> _GOAL_: Write out the lines starting at the beginning of the records and ending with the line that contains "73), (178, 90)]".

Records from a collection:
■ ■ ■ ■
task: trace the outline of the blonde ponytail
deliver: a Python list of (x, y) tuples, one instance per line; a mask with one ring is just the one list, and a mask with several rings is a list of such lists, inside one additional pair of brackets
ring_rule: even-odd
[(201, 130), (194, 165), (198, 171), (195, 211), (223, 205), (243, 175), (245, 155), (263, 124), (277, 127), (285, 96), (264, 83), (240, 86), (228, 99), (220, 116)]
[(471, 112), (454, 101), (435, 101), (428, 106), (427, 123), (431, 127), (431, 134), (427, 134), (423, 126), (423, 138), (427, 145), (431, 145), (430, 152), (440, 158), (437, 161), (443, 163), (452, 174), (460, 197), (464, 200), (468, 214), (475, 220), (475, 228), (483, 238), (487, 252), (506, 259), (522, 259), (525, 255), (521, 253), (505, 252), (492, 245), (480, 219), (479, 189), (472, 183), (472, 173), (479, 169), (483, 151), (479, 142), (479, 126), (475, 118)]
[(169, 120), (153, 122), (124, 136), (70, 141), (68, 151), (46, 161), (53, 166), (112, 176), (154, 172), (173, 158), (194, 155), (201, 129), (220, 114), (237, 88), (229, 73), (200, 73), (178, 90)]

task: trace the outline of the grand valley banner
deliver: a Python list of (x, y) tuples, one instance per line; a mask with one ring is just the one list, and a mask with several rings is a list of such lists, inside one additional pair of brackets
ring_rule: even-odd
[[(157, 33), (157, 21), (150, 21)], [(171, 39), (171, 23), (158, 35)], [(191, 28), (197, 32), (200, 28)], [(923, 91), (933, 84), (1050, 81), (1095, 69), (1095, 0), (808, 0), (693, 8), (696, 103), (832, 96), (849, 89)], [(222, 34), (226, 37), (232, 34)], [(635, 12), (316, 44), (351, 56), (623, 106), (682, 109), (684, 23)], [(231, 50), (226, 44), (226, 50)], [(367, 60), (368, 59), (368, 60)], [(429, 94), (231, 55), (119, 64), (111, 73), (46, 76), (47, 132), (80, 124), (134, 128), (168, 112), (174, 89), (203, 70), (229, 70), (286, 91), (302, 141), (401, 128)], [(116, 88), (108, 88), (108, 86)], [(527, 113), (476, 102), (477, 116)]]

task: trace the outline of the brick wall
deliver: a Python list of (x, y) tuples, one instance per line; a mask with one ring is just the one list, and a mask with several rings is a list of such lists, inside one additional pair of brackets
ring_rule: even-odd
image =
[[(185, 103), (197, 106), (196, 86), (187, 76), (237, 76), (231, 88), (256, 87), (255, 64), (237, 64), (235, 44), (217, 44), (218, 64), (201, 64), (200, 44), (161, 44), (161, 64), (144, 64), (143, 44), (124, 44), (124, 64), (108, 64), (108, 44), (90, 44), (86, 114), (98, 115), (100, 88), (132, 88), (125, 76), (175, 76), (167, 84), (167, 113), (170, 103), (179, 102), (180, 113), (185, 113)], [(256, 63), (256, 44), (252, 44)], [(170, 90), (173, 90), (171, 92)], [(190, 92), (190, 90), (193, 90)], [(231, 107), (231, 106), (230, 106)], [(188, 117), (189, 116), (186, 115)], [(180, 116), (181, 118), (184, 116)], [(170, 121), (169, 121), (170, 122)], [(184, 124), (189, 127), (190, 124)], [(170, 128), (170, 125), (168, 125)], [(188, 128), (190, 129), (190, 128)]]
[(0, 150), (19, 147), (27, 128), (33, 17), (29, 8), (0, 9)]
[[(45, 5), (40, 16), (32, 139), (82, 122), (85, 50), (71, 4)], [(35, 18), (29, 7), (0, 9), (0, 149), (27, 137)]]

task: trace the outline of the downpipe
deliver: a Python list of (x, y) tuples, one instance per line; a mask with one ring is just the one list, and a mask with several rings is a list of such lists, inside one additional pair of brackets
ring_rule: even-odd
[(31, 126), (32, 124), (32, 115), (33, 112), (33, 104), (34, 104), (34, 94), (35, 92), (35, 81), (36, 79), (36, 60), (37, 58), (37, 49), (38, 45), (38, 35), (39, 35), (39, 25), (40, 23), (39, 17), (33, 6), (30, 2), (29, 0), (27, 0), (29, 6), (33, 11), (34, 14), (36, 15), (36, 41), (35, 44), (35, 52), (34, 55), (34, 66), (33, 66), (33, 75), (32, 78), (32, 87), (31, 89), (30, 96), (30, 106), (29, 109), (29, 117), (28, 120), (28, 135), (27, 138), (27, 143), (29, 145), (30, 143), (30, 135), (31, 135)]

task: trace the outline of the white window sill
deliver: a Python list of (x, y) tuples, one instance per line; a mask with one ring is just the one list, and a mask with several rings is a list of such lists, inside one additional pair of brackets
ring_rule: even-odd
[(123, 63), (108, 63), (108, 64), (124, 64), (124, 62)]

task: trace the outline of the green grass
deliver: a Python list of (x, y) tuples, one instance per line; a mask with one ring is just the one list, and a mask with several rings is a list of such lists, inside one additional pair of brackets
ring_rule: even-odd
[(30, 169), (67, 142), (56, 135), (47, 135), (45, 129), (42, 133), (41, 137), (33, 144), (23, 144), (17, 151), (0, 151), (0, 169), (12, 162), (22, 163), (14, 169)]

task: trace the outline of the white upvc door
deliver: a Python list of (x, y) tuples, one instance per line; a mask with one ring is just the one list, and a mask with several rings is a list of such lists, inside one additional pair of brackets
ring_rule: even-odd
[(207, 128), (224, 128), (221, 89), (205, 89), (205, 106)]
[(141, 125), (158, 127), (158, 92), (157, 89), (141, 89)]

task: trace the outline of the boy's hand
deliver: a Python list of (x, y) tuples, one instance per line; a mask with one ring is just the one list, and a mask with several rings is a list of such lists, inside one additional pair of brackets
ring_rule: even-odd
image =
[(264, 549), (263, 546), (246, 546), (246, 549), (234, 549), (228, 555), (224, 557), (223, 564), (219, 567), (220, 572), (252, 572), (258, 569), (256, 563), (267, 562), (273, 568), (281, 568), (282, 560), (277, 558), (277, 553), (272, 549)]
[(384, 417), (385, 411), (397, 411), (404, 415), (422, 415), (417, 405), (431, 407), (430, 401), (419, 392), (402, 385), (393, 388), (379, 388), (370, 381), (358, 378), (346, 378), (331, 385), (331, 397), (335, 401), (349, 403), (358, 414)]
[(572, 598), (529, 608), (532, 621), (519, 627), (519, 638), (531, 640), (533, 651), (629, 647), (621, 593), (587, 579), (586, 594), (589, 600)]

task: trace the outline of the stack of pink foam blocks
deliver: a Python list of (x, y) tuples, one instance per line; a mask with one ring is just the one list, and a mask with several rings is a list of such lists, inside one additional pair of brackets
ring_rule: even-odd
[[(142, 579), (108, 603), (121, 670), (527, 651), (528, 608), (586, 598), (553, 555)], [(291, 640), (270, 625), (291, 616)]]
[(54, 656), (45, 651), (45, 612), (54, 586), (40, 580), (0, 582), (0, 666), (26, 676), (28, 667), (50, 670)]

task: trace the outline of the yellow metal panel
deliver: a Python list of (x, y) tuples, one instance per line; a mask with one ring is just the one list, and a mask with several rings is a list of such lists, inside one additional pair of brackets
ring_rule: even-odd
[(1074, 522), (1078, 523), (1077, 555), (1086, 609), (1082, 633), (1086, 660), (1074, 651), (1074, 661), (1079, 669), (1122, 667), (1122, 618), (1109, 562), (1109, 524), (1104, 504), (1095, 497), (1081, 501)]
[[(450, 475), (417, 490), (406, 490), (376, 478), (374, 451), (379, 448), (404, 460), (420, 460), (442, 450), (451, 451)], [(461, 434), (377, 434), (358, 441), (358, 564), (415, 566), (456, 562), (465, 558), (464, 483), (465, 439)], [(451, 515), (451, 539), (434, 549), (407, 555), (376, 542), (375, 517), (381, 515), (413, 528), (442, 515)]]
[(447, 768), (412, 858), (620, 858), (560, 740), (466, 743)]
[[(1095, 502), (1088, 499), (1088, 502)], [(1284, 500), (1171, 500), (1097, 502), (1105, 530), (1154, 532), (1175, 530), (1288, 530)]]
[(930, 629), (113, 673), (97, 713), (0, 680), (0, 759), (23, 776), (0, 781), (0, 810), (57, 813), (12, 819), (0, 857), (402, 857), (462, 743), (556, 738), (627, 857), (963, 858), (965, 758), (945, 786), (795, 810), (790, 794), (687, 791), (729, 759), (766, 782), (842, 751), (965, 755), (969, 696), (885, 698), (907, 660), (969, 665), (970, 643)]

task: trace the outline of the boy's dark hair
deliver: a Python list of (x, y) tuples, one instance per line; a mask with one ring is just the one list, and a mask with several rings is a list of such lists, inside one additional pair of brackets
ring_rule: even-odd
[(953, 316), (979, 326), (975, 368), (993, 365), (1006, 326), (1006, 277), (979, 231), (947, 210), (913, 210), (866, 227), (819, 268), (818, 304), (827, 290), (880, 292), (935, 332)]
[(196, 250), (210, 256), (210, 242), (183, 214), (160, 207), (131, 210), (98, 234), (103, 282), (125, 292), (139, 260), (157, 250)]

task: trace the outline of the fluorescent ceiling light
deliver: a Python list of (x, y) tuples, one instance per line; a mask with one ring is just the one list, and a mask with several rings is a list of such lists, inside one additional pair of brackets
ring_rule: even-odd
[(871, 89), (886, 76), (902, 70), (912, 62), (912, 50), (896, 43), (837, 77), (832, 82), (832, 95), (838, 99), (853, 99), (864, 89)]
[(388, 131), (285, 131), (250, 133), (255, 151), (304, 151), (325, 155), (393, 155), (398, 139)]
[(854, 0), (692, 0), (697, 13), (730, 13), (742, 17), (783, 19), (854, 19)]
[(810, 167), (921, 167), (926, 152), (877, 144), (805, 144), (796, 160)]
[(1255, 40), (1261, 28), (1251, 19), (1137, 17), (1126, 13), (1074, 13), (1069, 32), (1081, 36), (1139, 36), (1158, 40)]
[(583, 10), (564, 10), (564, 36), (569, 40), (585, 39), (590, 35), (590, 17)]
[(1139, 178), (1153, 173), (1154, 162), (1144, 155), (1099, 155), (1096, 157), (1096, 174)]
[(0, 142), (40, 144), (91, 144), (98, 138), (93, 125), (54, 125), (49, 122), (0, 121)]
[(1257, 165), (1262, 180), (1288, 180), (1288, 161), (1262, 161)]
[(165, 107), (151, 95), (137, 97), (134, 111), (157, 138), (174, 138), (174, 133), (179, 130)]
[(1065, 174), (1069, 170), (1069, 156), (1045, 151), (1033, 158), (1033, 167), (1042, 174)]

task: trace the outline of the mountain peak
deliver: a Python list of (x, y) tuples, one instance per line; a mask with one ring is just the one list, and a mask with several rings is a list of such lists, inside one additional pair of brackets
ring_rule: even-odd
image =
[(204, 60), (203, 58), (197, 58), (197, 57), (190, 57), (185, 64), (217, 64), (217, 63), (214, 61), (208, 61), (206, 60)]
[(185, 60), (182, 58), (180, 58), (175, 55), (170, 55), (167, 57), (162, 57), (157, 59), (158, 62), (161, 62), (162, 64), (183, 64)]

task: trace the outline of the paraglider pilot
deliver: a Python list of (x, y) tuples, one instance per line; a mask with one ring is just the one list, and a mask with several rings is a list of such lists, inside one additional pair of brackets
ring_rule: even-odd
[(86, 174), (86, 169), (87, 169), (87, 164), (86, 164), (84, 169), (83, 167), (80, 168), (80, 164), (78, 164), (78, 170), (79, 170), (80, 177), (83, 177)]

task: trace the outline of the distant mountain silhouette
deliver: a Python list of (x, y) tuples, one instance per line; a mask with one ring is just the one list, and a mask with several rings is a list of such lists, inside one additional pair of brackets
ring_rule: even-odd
■ ■ ■ ■
> _RESPONSE TO THE EXERCISE_:
task: trace the outline of the blonde ponytail
deliver: a Python list of (x, y) tuples, one instance per line; a mask with one ring is just the one list, and a mask with several rings is a list of such lists, inside one additional pair of brackets
ring_rule: even-odd
[(201, 130), (194, 165), (198, 171), (195, 211), (223, 205), (243, 175), (245, 155), (263, 124), (277, 127), (285, 96), (264, 83), (240, 86), (228, 99), (220, 116)]
[(471, 112), (454, 101), (435, 101), (428, 106), (427, 123), (431, 127), (431, 134), (427, 134), (423, 126), (423, 138), (427, 145), (431, 145), (430, 152), (440, 158), (437, 161), (443, 163), (452, 174), (460, 197), (464, 200), (468, 214), (475, 220), (475, 228), (483, 238), (487, 252), (506, 259), (522, 259), (525, 255), (521, 253), (505, 252), (492, 245), (480, 219), (479, 189), (472, 183), (472, 173), (479, 169), (483, 151), (479, 142), (479, 126), (475, 118)]
[(169, 120), (153, 122), (124, 136), (70, 141), (68, 151), (46, 161), (53, 166), (112, 176), (154, 172), (173, 158), (194, 155), (201, 129), (220, 114), (237, 88), (229, 73), (200, 73), (178, 90)]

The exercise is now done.